=== Material provided ===
═══

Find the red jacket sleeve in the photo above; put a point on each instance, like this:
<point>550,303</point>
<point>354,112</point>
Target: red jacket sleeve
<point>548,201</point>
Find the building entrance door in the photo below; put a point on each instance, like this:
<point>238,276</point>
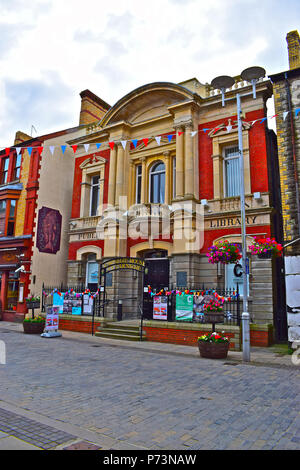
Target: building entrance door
<point>157,277</point>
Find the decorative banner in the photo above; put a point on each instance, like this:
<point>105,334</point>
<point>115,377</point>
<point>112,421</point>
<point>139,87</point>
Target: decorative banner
<point>169,137</point>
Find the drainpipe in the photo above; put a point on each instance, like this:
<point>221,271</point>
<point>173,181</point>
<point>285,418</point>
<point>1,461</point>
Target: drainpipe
<point>292,125</point>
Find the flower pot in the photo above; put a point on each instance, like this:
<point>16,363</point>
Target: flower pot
<point>33,327</point>
<point>265,254</point>
<point>212,350</point>
<point>214,317</point>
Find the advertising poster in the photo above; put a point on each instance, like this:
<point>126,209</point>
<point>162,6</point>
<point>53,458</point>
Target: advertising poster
<point>52,318</point>
<point>58,301</point>
<point>160,307</point>
<point>184,307</point>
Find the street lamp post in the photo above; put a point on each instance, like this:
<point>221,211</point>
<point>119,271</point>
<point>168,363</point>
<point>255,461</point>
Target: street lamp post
<point>251,75</point>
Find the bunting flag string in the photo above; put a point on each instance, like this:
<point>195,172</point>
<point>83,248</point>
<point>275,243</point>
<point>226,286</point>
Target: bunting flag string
<point>145,140</point>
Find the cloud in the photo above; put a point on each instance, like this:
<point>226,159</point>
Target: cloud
<point>46,104</point>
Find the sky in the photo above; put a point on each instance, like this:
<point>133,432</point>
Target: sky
<point>51,50</point>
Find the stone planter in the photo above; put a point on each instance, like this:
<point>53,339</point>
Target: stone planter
<point>33,327</point>
<point>214,317</point>
<point>212,350</point>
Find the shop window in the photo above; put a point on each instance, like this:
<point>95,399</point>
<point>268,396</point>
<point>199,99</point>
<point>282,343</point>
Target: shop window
<point>17,167</point>
<point>4,172</point>
<point>7,217</point>
<point>95,190</point>
<point>157,183</point>
<point>138,190</point>
<point>232,173</point>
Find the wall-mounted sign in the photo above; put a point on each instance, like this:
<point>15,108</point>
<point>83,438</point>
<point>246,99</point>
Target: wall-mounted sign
<point>49,230</point>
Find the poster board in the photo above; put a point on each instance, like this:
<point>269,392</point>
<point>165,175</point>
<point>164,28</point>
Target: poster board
<point>160,307</point>
<point>184,307</point>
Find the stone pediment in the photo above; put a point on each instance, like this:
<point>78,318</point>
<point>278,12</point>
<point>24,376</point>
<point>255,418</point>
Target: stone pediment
<point>147,102</point>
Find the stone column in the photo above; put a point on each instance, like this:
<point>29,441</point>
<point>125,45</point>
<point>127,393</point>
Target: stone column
<point>144,182</point>
<point>167,177</point>
<point>179,163</point>
<point>112,176</point>
<point>119,173</point>
<point>189,162</point>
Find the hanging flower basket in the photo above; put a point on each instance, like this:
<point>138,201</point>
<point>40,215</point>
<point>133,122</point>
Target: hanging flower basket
<point>266,248</point>
<point>213,346</point>
<point>224,252</point>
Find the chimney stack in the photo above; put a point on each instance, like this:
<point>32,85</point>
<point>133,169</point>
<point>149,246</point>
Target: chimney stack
<point>293,41</point>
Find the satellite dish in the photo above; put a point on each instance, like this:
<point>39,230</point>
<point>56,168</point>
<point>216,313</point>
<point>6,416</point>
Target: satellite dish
<point>221,83</point>
<point>252,75</point>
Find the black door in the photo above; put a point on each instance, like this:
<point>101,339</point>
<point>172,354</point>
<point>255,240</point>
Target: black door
<point>157,277</point>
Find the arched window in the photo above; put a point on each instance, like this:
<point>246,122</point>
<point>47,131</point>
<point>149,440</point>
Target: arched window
<point>157,183</point>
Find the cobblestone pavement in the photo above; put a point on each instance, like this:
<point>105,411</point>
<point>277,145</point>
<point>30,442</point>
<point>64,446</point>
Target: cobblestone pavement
<point>123,396</point>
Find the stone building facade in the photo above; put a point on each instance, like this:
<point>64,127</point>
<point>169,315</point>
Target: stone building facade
<point>157,178</point>
<point>286,86</point>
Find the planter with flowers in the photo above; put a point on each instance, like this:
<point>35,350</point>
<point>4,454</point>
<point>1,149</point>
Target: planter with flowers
<point>33,302</point>
<point>266,248</point>
<point>213,312</point>
<point>224,252</point>
<point>33,325</point>
<point>213,345</point>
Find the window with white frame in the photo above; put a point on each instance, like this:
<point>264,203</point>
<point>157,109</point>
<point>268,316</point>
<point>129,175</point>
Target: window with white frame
<point>157,183</point>
<point>94,197</point>
<point>231,172</point>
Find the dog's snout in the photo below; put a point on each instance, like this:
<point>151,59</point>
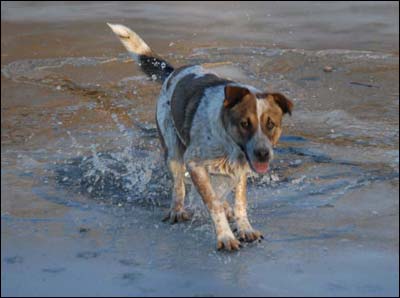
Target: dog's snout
<point>262,154</point>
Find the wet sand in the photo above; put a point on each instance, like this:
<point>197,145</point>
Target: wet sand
<point>84,188</point>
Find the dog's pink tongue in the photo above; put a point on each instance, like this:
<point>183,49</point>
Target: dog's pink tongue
<point>261,167</point>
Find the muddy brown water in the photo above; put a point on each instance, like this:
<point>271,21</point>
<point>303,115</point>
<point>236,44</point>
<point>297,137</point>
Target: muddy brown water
<point>83,183</point>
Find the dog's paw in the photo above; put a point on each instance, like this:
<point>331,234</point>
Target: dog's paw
<point>250,235</point>
<point>228,243</point>
<point>229,214</point>
<point>177,216</point>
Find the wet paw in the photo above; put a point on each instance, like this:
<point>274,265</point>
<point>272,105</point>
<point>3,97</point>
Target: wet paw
<point>177,216</point>
<point>250,235</point>
<point>228,244</point>
<point>228,212</point>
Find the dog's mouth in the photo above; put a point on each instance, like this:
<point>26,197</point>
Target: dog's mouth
<point>260,167</point>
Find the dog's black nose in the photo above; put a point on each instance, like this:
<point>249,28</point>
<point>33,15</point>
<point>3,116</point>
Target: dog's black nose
<point>262,154</point>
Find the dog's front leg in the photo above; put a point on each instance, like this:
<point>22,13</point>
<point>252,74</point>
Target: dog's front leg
<point>201,180</point>
<point>246,231</point>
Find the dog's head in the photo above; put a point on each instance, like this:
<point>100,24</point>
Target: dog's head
<point>254,120</point>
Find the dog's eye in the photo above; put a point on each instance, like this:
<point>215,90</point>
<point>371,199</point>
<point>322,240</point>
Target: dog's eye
<point>270,124</point>
<point>245,123</point>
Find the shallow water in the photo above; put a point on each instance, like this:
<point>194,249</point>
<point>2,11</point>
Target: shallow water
<point>84,186</point>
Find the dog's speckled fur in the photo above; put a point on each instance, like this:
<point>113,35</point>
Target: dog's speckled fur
<point>208,125</point>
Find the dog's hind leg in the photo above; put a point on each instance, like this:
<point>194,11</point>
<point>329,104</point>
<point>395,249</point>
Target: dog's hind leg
<point>176,168</point>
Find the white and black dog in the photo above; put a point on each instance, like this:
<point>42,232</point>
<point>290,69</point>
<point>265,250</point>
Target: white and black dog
<point>207,125</point>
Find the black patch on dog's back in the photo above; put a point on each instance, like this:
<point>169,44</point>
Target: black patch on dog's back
<point>186,99</point>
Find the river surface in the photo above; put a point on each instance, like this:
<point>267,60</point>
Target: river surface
<point>83,181</point>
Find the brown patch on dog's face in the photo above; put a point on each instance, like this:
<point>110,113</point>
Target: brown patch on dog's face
<point>254,121</point>
<point>239,115</point>
<point>272,114</point>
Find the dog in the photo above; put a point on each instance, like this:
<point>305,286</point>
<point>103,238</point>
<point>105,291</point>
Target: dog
<point>210,125</point>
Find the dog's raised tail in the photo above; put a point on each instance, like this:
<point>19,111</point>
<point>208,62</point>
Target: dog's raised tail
<point>151,64</point>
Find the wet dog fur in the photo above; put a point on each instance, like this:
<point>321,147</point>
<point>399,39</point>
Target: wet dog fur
<point>211,125</point>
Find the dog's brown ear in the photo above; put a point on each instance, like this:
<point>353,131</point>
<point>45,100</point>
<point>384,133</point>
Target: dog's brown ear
<point>233,95</point>
<point>283,102</point>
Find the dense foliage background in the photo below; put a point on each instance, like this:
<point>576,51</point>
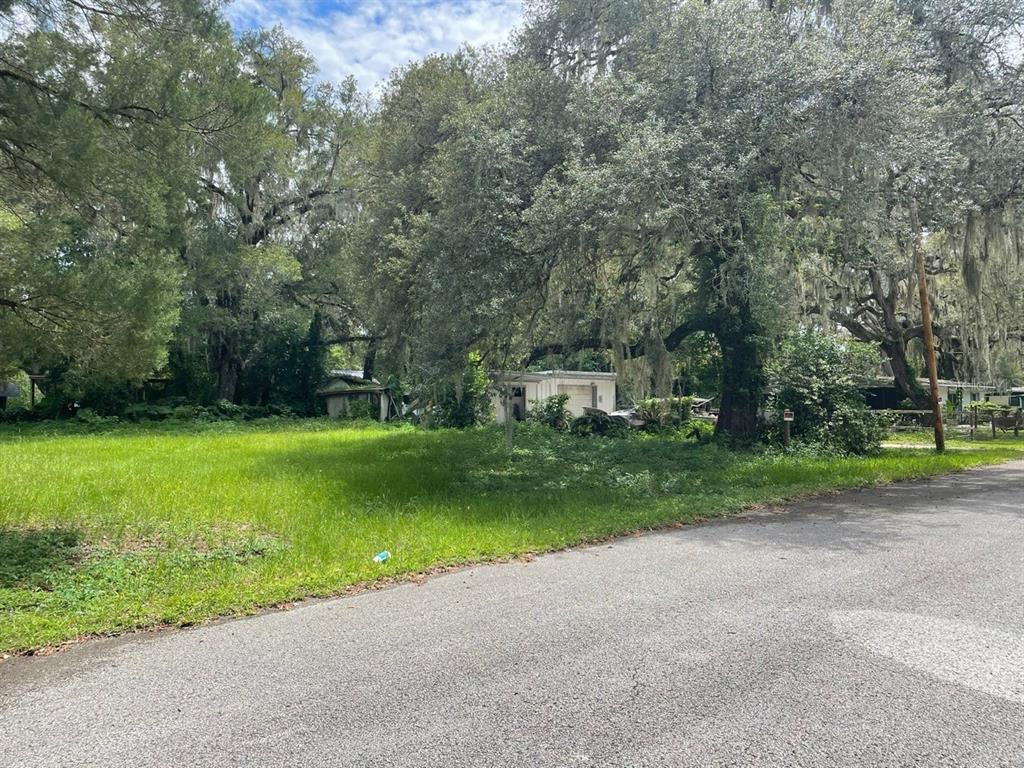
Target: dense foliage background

═══

Present the lines between the one holding "Find the street" and the one holding "<point>251,75</point>", inclusive, as a Markdown table with a Row column that numbers each line and a Content column that holds the line. Leave out any blank lines.

=== Task output ===
| Row | Content |
|---|---|
| 1 | Find the street lamp post in the photo above; put a point on each instance, like this: |
| 2 | <point>221,211</point> |
| 3 | <point>119,271</point> |
| 4 | <point>168,363</point> |
| 5 | <point>255,461</point> |
| 6 | Target: street lamp post |
| 7 | <point>251,75</point> |